Written exercise: Identify each line in the rows below that contains the word "logo" and copy those lines.

Records for the task:
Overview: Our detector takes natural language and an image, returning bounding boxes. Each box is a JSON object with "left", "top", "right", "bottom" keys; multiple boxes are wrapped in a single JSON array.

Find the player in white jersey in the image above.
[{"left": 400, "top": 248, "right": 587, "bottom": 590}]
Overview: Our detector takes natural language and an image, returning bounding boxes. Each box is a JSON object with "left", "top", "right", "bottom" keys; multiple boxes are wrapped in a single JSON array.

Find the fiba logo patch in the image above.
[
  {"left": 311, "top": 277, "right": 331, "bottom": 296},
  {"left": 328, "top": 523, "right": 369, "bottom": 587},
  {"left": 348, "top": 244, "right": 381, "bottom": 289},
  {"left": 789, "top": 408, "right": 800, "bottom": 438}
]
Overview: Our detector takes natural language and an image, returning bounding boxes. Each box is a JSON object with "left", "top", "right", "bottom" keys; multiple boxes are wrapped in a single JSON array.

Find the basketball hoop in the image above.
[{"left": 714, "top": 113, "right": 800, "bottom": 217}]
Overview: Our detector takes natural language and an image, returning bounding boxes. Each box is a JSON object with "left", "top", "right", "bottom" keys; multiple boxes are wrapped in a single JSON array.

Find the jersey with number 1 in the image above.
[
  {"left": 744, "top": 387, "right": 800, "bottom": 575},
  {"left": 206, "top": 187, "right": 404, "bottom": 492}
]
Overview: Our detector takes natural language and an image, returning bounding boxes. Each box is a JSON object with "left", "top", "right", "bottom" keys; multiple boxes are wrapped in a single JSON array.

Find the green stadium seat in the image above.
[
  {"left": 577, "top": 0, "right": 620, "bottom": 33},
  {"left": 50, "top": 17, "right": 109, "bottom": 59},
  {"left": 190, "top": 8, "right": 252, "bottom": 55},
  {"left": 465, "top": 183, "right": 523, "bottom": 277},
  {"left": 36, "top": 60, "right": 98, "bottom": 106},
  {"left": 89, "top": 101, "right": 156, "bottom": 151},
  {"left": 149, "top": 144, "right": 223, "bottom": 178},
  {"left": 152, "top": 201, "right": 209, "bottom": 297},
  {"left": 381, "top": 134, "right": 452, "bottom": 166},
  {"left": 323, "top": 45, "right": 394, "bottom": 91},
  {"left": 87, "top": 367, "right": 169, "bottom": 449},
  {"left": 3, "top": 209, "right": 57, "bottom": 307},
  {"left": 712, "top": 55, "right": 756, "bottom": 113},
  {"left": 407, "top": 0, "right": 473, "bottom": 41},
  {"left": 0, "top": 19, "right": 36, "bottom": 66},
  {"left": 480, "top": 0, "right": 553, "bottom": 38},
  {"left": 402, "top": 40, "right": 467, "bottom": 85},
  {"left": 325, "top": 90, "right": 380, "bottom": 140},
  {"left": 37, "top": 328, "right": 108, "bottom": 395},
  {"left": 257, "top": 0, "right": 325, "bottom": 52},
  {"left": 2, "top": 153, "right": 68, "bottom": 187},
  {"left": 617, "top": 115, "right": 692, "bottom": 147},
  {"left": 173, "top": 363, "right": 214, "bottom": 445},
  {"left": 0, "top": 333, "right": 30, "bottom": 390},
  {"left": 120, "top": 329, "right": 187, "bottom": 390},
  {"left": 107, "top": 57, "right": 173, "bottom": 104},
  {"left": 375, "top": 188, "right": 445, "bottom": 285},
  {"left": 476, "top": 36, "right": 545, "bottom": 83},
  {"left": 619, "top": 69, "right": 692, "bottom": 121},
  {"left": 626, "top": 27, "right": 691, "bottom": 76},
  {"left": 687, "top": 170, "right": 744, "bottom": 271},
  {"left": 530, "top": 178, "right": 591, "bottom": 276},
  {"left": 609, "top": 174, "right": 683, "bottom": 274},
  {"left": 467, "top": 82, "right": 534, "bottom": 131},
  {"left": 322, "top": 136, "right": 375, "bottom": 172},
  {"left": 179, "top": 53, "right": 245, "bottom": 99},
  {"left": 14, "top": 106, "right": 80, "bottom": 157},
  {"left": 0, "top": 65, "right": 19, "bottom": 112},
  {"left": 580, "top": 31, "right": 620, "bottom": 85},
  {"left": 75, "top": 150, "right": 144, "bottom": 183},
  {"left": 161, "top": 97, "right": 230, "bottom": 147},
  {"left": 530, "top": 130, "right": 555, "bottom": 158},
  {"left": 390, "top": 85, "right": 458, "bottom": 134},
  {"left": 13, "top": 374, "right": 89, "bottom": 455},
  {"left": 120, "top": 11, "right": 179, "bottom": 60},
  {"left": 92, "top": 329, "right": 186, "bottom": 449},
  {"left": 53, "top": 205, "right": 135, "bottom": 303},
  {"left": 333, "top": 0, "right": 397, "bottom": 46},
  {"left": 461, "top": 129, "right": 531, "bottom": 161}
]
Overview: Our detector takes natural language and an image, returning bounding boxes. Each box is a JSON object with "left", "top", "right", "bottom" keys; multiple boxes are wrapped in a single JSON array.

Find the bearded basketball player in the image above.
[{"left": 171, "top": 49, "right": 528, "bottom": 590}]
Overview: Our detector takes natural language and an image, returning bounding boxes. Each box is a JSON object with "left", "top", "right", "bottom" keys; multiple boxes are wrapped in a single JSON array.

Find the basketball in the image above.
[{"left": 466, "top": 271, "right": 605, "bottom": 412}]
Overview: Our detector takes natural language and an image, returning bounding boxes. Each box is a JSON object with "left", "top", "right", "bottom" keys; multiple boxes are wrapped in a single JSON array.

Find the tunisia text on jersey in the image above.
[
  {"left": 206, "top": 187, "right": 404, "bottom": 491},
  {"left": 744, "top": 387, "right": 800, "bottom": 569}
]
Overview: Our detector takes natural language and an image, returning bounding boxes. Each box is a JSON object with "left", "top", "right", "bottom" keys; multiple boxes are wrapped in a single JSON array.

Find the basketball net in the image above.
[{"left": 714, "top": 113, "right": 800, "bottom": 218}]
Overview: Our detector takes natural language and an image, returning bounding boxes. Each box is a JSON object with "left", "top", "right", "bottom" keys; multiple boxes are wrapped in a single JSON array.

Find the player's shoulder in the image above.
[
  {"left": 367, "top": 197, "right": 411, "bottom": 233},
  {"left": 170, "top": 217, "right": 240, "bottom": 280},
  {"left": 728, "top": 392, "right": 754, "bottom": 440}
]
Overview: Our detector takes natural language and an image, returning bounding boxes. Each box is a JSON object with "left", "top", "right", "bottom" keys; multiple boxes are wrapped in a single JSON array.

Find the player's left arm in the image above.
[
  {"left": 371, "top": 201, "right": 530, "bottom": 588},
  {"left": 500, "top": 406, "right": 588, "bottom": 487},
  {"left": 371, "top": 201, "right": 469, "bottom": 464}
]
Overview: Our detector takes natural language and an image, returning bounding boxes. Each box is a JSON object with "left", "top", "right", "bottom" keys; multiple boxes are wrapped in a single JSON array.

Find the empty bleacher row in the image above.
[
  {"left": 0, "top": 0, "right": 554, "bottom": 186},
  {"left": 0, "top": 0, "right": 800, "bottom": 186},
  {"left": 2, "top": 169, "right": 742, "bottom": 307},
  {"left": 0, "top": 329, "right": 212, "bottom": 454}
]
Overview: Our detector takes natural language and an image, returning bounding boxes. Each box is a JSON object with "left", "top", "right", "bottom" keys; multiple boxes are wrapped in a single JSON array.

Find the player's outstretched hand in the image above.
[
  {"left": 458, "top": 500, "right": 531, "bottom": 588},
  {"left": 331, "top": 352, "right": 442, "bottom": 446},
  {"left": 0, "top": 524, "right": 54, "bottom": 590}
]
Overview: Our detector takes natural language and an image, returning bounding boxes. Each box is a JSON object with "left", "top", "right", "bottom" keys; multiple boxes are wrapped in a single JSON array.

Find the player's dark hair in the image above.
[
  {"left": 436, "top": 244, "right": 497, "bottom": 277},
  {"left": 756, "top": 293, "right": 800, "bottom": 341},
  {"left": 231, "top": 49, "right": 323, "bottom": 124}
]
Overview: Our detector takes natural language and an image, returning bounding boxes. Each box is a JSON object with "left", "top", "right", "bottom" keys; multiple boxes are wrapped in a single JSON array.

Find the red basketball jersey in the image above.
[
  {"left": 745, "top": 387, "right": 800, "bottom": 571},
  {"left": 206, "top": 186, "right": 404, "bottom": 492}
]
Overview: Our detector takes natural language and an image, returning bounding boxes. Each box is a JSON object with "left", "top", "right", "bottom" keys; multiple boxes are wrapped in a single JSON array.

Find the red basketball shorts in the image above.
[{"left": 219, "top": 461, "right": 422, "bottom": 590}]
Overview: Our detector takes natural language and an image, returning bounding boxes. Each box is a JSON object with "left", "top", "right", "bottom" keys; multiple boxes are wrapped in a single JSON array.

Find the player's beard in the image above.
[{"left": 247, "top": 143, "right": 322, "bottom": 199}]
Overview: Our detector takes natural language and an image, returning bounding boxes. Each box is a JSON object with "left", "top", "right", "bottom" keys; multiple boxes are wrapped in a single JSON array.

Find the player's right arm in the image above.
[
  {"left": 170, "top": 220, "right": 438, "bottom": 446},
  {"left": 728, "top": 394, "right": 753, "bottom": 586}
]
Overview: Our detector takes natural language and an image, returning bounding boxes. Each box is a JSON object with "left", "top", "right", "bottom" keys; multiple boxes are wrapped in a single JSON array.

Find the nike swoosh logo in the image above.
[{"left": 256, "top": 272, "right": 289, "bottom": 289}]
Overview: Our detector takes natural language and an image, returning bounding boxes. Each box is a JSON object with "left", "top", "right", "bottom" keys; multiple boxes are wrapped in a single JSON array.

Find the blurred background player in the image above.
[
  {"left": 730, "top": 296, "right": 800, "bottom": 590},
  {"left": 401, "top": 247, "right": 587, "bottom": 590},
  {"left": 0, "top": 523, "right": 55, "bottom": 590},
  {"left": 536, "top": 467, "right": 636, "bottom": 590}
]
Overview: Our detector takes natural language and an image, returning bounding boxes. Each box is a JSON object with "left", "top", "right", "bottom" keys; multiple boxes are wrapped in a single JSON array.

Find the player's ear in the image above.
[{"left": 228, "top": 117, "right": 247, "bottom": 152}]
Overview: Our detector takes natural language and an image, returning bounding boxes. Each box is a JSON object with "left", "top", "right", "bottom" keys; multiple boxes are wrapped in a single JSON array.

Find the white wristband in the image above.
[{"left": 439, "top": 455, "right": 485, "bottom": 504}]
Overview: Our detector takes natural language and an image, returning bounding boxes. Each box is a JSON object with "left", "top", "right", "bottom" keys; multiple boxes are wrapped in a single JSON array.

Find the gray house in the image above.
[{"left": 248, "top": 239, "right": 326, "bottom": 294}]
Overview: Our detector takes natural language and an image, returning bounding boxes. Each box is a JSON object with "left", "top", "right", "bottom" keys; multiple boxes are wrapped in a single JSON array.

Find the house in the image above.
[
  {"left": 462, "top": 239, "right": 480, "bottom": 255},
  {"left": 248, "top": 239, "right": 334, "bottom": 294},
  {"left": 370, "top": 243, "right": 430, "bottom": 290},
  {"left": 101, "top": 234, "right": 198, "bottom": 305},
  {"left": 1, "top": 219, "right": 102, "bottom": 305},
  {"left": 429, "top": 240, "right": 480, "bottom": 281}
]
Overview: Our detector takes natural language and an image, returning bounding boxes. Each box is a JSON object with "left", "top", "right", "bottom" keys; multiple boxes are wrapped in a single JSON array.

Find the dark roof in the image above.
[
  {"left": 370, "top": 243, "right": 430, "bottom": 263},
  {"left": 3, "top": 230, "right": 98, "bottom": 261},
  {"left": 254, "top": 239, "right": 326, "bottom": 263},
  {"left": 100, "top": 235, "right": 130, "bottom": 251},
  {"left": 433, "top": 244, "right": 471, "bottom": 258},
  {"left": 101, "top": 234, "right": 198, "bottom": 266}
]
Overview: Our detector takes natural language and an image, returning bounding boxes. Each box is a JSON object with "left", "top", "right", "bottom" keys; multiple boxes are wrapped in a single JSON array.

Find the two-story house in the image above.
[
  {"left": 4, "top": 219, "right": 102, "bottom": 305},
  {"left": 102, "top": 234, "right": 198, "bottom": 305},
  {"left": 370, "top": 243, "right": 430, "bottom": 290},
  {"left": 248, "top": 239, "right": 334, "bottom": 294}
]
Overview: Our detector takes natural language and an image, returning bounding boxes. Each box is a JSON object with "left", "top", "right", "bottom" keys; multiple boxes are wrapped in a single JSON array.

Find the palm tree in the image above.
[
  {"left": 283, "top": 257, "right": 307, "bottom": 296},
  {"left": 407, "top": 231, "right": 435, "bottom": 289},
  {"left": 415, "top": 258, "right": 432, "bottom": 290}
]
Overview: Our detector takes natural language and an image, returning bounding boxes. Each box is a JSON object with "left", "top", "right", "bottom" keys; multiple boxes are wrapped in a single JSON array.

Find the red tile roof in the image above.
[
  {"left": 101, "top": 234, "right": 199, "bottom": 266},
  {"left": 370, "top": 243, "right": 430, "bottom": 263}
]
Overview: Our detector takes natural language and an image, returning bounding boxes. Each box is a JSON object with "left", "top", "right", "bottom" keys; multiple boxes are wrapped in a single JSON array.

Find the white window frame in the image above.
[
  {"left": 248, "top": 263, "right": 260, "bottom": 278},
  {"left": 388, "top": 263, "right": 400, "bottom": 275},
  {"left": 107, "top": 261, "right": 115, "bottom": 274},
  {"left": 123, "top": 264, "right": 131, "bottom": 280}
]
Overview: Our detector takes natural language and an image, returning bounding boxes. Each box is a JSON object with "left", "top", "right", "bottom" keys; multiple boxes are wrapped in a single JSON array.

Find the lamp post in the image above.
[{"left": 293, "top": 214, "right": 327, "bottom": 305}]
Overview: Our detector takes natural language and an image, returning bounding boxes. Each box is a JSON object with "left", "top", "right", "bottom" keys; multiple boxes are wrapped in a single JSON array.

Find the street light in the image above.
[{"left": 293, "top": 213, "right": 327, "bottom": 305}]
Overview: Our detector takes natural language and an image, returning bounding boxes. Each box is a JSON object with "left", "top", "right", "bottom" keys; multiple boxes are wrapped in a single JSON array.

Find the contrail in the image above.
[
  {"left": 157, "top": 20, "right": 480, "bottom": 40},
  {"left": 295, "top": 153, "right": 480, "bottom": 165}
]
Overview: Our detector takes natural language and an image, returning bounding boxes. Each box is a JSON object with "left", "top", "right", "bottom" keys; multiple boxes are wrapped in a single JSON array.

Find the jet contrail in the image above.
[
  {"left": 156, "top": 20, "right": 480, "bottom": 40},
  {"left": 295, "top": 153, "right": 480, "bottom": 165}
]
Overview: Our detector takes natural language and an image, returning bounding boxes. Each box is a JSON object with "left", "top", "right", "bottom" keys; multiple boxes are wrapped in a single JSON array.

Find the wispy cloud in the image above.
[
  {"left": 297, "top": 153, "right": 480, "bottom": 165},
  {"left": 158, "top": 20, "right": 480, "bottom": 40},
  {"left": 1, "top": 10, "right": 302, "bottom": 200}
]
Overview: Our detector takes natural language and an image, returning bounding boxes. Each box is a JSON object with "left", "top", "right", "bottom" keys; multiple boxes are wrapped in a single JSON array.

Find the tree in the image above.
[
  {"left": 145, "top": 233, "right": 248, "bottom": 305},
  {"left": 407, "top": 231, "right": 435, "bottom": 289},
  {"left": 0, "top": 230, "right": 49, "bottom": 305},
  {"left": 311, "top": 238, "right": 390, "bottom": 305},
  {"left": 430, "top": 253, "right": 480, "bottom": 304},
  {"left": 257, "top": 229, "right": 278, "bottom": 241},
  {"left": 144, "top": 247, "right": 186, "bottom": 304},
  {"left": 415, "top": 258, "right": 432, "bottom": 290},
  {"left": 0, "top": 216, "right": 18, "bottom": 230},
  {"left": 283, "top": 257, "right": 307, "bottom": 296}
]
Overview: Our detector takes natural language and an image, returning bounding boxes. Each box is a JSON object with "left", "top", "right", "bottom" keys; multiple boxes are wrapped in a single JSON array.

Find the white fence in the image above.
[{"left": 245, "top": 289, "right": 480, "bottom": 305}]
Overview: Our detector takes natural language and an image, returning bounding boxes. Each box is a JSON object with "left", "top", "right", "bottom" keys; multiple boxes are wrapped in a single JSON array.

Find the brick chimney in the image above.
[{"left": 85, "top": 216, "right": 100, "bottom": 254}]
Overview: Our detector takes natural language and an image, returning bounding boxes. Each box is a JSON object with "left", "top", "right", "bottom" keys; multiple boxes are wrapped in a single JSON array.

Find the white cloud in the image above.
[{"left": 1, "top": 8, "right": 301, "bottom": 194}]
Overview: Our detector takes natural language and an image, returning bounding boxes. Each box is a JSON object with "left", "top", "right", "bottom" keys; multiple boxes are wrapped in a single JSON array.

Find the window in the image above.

Right answer:
Find the fiba logo patch in the image above.
Find the nike swoosh logo in the image above.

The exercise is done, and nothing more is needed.